The Škoda 220 mm howitzer was a siege howitzer design which served with Germany, Poland, and Yugoslavia before and during World War II.

Description
The 220 mm howitzers were a compromise design for their time, with decent capability to destroy fortifications and yet still mobile. Constructively, the design shared many features with the 149 mm Skoda Model 1928 gun. The howitzer used only an immobile, fully-traversable siege mount which had to be offloaded from the transport platform into a shallow (0.5 m deep) pit before firing. Typical preparation time was three hours. The Skoda 220 mm howitzer utilized a hydro-pneumatic recoil system. Loading was manual, with separate shell and the bags of the propellant allowing nine different propelling charges. For transport, the howitzer was disassembled into three loads and each was towed by a separate eight-ton tractor. The maximal towing speed was .

History
The K-series was an entirely new design by the Škoda Works company of Czechoslovakia.  Although the exact development schedule is unknown, the first contract to deliver 12 artillery pieces was signed with the Kingdom of Yugoslavia in 1928. The howitzers were locally designated as M.28. In October 1929, a Polish delegation also evaluated the design. The contract to deliver 27 artillery pieces to Poland was signed in 1933, with actual deliveries happening circa 1934-1935. At least 14 Škoda 220 mm howitzers were captured by German forces from Poland in September 1939 and re-designated 22 cm Mörser 538(p). Also, some howitzers were captured in April 1941 from the Kingdom of Yugoslavia and re-designated 22 cm Mörser 538(j). Finally, 7 howitzers were captured by the Soviet Union from Poland and were re-used against Finland during the Winter War. The Army of Czechoslovakia had also considered adopting gun, but the plans were abandoned. The fragmentation (anti-personnel) shell for the howitzer was developed in Poland by June 1939, and at least 60 fragmentation shells were produced under German occupation.

= = = = =

-- AIM --
Using the Škoda howitzer text, explain why the 220 mm howitzers are described as a compromise design for their time.

= = = = =

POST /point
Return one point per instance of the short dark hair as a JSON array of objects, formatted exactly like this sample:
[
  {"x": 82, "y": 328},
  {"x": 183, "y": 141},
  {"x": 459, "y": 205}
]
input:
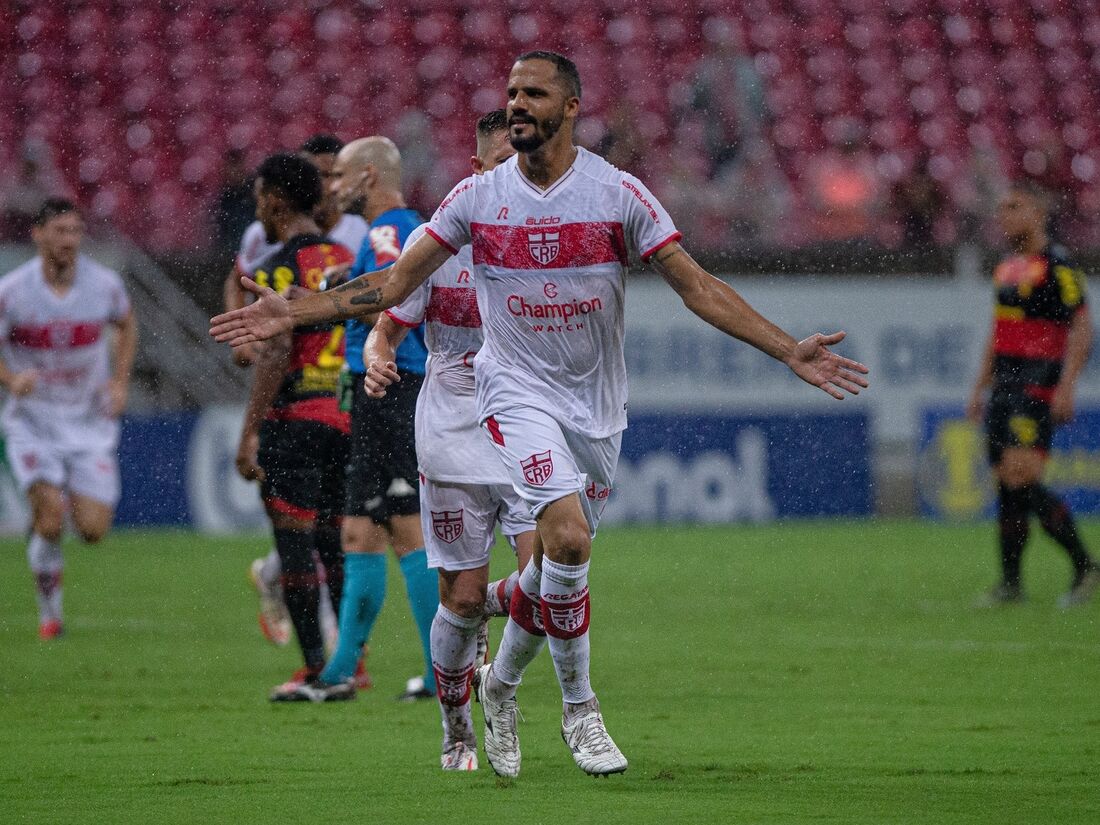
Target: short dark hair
[
  {"x": 495, "y": 121},
  {"x": 322, "y": 144},
  {"x": 295, "y": 177},
  {"x": 52, "y": 208},
  {"x": 567, "y": 69}
]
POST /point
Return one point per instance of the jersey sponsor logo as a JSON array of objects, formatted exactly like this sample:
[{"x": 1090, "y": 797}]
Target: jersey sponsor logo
[
  {"x": 565, "y": 310},
  {"x": 645, "y": 201},
  {"x": 538, "y": 468},
  {"x": 447, "y": 525},
  {"x": 565, "y": 246},
  {"x": 543, "y": 246},
  {"x": 386, "y": 244},
  {"x": 596, "y": 492}
]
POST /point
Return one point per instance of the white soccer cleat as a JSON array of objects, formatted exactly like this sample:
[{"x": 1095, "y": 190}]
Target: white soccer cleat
[
  {"x": 274, "y": 619},
  {"x": 594, "y": 750},
  {"x": 501, "y": 741},
  {"x": 459, "y": 757}
]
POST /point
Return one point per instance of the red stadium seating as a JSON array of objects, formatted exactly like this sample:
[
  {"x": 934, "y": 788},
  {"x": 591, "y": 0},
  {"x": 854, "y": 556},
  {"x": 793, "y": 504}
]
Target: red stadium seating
[{"x": 140, "y": 100}]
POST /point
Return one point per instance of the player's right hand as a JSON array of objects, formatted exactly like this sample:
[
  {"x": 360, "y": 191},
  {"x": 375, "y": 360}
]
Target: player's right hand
[
  {"x": 248, "y": 452},
  {"x": 380, "y": 375},
  {"x": 265, "y": 318},
  {"x": 22, "y": 384}
]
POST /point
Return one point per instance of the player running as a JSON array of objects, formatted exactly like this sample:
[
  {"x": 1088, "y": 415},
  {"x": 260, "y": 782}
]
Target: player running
[
  {"x": 67, "y": 383},
  {"x": 550, "y": 233},
  {"x": 294, "y": 435},
  {"x": 1041, "y": 340},
  {"x": 464, "y": 488}
]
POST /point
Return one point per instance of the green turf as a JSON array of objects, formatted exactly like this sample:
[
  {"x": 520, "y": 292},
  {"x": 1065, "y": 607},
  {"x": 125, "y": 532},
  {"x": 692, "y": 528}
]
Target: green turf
[{"x": 801, "y": 673}]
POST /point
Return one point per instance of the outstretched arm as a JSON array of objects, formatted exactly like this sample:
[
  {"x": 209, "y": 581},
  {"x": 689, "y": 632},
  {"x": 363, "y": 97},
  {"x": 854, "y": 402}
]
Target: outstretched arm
[
  {"x": 721, "y": 306},
  {"x": 272, "y": 314},
  {"x": 380, "y": 355}
]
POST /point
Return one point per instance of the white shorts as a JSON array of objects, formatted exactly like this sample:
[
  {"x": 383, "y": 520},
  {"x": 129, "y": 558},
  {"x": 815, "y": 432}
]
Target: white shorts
[
  {"x": 459, "y": 521},
  {"x": 548, "y": 462},
  {"x": 90, "y": 473}
]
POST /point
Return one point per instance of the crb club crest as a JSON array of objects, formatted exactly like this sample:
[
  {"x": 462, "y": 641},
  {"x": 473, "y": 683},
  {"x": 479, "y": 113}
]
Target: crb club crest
[
  {"x": 543, "y": 245},
  {"x": 538, "y": 468},
  {"x": 447, "y": 525}
]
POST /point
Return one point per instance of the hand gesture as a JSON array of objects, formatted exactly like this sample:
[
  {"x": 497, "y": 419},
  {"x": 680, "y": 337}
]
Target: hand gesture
[
  {"x": 266, "y": 317},
  {"x": 380, "y": 375},
  {"x": 813, "y": 362},
  {"x": 248, "y": 463}
]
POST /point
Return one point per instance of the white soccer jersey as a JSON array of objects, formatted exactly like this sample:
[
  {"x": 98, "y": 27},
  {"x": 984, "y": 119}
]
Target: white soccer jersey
[
  {"x": 551, "y": 272},
  {"x": 450, "y": 446},
  {"x": 350, "y": 231},
  {"x": 64, "y": 340}
]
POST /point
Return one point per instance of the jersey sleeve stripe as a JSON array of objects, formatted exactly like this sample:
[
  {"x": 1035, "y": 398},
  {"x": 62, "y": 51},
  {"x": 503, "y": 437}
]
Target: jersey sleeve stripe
[
  {"x": 441, "y": 242},
  {"x": 398, "y": 319},
  {"x": 671, "y": 239}
]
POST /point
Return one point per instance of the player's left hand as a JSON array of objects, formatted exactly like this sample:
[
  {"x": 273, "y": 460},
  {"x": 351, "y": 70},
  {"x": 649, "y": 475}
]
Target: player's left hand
[
  {"x": 248, "y": 463},
  {"x": 380, "y": 375},
  {"x": 1062, "y": 404},
  {"x": 118, "y": 392},
  {"x": 813, "y": 362}
]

= = = = =

-- SOLVED PROBLEM --
They balanced two aims: they had decent capability to destroy fortifications while still remaining mobile.